Posted on 09/13/2010 1:07:39 PM PDT by marshmallow
Pope Benedict XVI will this week urge the Government to protect religious freedoms to allow Christians to follow their beliefs.
In a speech to political and religious leaders in Westminster Hall, the Pontiff will deliver a thinly veiled attack on the perceived liberal direction of the country.
He will praise Britain's role in establishing religious liberty, but warn that it will suffer if it allows a secular agenda to destroy its Christian heritage.
Senior Roman Catholic sources said his message would be seen as a criticism of the introduction of equality laws that have impinged on the freedom of religious groups, although he will not directly refer to government policy.
A number of Christians have lost their jobs or faced disciplinary action for practising their faith at work by wearing a crucifix or sharing their views on biblical teaching.
The Pope will also use the visit to try to heal the rift with the Church of England following his offer last year to disaffected Anglicans to defect to Rome.

> Information supplied:
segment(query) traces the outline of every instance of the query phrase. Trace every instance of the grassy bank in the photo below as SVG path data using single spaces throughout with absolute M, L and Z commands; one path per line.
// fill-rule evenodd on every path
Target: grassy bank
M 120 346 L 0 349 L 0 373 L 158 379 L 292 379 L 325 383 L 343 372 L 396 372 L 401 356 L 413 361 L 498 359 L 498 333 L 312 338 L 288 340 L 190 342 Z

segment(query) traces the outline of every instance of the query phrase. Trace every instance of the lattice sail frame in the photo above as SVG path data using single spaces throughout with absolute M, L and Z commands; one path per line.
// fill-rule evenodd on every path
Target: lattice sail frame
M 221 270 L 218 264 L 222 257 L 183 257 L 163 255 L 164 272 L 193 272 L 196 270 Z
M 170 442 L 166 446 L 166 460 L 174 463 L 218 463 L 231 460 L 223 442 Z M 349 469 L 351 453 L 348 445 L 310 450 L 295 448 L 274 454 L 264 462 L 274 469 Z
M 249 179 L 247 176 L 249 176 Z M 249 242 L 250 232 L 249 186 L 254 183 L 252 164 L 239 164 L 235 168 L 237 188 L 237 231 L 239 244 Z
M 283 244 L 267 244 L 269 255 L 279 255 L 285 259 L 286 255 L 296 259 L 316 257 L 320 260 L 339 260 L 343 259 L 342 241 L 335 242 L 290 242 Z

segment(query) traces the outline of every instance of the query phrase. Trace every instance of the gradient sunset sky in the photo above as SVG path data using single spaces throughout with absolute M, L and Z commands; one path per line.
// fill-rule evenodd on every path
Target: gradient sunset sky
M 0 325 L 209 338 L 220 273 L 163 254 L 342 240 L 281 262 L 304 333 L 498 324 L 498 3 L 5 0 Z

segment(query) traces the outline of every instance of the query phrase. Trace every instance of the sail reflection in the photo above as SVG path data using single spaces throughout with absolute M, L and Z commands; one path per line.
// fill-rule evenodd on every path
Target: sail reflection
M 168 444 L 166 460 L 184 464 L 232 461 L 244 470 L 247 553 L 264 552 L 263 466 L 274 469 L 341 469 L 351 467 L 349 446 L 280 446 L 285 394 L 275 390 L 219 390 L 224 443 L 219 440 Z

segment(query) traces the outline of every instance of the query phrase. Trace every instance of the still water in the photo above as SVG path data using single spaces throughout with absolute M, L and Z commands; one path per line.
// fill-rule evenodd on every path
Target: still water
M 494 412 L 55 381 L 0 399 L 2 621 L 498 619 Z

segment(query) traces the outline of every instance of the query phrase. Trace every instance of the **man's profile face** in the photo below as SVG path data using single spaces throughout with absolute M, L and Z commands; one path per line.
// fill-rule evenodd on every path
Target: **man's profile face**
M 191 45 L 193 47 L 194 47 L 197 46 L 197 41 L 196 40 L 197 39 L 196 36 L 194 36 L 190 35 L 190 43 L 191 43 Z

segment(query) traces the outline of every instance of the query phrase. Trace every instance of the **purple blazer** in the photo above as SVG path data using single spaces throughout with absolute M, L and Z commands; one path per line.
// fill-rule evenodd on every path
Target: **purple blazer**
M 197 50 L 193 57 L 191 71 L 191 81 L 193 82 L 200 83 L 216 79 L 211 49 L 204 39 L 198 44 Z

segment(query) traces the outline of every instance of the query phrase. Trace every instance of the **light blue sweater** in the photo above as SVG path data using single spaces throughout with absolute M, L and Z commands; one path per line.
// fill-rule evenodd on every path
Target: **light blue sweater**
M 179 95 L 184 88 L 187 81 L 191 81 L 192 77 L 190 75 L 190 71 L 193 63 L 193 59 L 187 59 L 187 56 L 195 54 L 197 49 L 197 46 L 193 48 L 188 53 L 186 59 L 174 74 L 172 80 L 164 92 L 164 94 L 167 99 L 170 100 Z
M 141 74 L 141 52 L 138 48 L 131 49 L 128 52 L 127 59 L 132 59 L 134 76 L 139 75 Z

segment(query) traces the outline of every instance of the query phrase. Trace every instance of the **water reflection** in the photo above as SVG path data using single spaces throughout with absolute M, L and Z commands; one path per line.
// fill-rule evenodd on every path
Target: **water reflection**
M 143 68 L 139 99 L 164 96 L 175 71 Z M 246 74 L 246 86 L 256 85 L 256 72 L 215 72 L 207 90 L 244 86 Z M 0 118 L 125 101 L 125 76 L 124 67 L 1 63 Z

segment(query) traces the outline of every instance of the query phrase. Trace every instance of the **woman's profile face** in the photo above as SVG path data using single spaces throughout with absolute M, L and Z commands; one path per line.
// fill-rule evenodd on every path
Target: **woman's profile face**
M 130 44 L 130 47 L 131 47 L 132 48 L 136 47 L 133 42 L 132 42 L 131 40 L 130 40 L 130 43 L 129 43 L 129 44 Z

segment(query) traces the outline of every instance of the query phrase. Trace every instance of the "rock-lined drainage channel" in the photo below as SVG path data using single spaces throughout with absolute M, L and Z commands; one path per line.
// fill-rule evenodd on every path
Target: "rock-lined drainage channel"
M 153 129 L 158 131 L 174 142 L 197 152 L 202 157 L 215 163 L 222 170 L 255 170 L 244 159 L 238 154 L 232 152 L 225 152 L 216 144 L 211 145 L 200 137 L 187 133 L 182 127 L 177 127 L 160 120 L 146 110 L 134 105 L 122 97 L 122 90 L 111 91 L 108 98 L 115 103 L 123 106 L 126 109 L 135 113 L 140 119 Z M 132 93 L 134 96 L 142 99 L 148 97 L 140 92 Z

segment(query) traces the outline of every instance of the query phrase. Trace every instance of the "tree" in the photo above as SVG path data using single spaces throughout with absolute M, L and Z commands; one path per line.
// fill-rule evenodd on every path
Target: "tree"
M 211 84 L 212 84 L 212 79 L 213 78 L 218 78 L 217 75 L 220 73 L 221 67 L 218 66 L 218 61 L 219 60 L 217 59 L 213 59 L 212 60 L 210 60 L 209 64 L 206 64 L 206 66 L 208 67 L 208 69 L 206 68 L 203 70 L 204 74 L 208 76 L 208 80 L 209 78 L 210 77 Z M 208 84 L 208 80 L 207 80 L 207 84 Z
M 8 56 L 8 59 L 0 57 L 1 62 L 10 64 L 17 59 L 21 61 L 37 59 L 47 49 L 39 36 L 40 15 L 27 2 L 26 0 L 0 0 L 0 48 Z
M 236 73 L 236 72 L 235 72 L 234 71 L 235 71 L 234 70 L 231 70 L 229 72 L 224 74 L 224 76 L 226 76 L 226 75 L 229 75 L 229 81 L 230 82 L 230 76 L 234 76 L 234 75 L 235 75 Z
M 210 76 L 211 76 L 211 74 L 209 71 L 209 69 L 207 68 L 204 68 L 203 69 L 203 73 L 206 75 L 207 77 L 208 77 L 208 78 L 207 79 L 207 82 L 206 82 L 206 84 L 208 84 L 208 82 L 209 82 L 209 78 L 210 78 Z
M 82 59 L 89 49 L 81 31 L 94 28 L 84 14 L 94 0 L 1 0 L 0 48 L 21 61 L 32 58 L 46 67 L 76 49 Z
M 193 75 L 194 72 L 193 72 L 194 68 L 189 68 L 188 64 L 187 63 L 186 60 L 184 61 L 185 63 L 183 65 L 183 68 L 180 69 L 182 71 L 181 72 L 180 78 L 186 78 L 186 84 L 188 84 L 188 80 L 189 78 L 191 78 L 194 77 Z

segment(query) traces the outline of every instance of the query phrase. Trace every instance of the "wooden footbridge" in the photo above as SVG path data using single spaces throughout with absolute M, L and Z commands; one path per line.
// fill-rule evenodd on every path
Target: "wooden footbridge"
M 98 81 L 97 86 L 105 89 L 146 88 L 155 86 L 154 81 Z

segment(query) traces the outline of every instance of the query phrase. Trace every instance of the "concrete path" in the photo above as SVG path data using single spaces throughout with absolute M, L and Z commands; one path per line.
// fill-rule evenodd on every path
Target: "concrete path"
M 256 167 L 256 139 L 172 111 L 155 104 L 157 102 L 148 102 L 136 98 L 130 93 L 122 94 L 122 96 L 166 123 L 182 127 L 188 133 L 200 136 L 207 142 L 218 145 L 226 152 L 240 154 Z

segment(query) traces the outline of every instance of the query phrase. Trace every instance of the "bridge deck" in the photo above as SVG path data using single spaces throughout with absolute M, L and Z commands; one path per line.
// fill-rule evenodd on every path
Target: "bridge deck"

> Goal 1: Resize the records by writing every line again, requests included, with each path coordinate in the answers multiplied by 1.05 and rounded to a whole number, halves rounded up. Begin at the first line of the records and stop after the line that contains "M 120 346 L".
> Goal 2: Extend the report on the Pope's planned Westminster Hall speech onward from its final sentence.

> Expected answer 1:
segment(query) traces the outline of every instance of the query phrase. Trace every instance of the grassy bank in the photo below as SVG path data using single spaces throughout with absolute M, L and Z commands; one path per line.
// fill-rule evenodd on every path
Target: grassy bank
M 126 363 L 0 366 L 0 392 L 166 398 L 307 398 L 341 402 L 360 391 L 416 391 L 421 374 L 434 379 L 523 377 L 523 350 L 328 355 L 302 357 L 200 359 Z

> Expected answer 2:
Writing in The Sunday Telegraph, the Most Rev Vincent Nichols, the leader of the Catholic Church in England and Wales, says Pope Benedict XVI will stress that religious belief should not be seen as divisive, but as "a source of energy and inspiration".
Archbishop Nichols added: "When we forget, minimise or even reject this inheritance, then we risk losing our profound identity and creating a vacuum of values at the heart of our society."
He described the visit as "an event of great cultural and historic resonance".
The Pope will travel to Edinburgh to meet the Queen on Thursday before going to London for his speech in Westminster Hall on Friday. It is being viewed as one of the major speeches of his Pontificate and it is understood that Pope Benedict plans......
(Excerpt) Read more at telegraph.co.uk ...
“Pope Benedict XVI will stress that religious belief should not be seen as divisive, but as “a source of energy and inspiration”. “
In contrast...
“Do not think that I have come to bring peace to the earth. I have not come to bring peace, but a sword. For I have come to set a man against his father, and a daughter against her mother, and a daughter-in-law against her mother-in-law. And a persons enemies will be those of his own household.
Whoever loves father or mother more than me is not worthy of me, and whoever loves son or daughter more than me is not worthy of me. Andwhoever does not take his cross and follow me is not worthy of me. Whoever finds his life will lose it, and whoever loses his life for my sake will find it.”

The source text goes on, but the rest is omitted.